(Collected data entries)
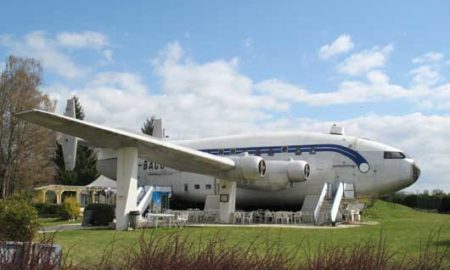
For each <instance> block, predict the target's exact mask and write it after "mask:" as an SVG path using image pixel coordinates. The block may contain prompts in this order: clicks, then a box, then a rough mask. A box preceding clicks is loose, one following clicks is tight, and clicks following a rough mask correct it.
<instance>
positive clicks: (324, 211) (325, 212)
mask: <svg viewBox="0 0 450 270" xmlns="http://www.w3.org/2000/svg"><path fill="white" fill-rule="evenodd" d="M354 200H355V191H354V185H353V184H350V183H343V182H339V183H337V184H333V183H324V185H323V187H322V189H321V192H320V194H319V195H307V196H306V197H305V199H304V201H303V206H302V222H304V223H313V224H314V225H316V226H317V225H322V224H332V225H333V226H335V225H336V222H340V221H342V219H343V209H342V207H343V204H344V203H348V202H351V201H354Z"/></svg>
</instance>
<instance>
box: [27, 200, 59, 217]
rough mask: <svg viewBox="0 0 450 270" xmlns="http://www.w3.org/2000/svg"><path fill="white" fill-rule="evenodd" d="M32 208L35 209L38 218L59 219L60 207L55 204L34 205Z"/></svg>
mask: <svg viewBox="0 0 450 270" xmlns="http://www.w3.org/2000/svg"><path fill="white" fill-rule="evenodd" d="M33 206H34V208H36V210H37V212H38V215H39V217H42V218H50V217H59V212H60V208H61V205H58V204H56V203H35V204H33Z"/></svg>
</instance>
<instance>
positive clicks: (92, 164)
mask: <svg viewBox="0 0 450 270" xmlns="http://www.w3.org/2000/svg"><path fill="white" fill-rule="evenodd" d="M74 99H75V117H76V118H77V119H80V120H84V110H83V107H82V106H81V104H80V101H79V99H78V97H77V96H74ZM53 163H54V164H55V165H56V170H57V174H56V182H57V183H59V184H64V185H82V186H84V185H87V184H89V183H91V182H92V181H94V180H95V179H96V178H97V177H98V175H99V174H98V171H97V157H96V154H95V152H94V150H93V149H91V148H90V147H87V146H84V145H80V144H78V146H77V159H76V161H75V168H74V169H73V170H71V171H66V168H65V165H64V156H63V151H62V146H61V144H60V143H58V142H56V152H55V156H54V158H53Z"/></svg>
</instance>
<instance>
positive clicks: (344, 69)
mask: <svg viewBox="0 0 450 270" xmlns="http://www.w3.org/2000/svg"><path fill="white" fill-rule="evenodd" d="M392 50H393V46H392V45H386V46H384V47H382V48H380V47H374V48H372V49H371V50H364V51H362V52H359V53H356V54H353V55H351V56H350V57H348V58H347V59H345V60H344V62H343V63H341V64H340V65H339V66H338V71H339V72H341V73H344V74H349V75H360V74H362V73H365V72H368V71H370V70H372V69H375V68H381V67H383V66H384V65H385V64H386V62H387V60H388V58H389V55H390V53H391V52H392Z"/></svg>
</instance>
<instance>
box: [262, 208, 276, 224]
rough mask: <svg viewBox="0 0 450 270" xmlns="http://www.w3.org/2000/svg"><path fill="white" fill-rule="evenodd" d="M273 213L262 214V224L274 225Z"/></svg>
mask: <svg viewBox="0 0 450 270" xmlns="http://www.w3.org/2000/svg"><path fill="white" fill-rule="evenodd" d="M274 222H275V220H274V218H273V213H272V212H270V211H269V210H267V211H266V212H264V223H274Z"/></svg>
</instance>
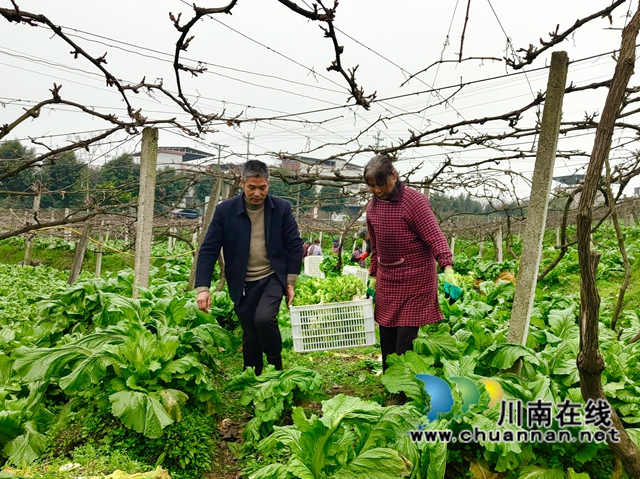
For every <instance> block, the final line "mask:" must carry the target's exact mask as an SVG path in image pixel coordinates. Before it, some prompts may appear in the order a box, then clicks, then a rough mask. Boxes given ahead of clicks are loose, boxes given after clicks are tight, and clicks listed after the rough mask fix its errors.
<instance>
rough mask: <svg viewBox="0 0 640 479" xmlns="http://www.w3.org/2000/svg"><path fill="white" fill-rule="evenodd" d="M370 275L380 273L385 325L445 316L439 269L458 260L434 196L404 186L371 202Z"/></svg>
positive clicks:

Task:
The expected output is an exact copy of the lines from the top of the data above through the line containing "box: [27, 200, 59, 217]", both included, with every picture omitted.

Solution:
For each <instance> block, predict the target's exact mask and write it after "mask:" as an SVG path using image pixel coordinates. The block may contain prompts in this order: clicks, then a box, then a rough mask. A box preceding clicks is loose, one following clicks is tight, and clicks following a rough mask correct it.
<instance>
positive clicks: (324, 211) (325, 212)
mask: <svg viewBox="0 0 450 270" xmlns="http://www.w3.org/2000/svg"><path fill="white" fill-rule="evenodd" d="M354 200H355V191H354V185H353V184H350V183H343V182H339V183H337V184H333V183H324V185H323V187H322V189H321V192H320V194H319V195H307V196H306V197H305V199H304V201H303V206H302V222H304V223H313V224H314V225H316V226H317V225H322V224H332V225H333V226H335V225H336V222H340V221H342V219H343V209H342V207H343V204H344V203H348V202H351V201H354Z"/></svg>
</instance>
<instance>
box: [27, 200, 59, 217]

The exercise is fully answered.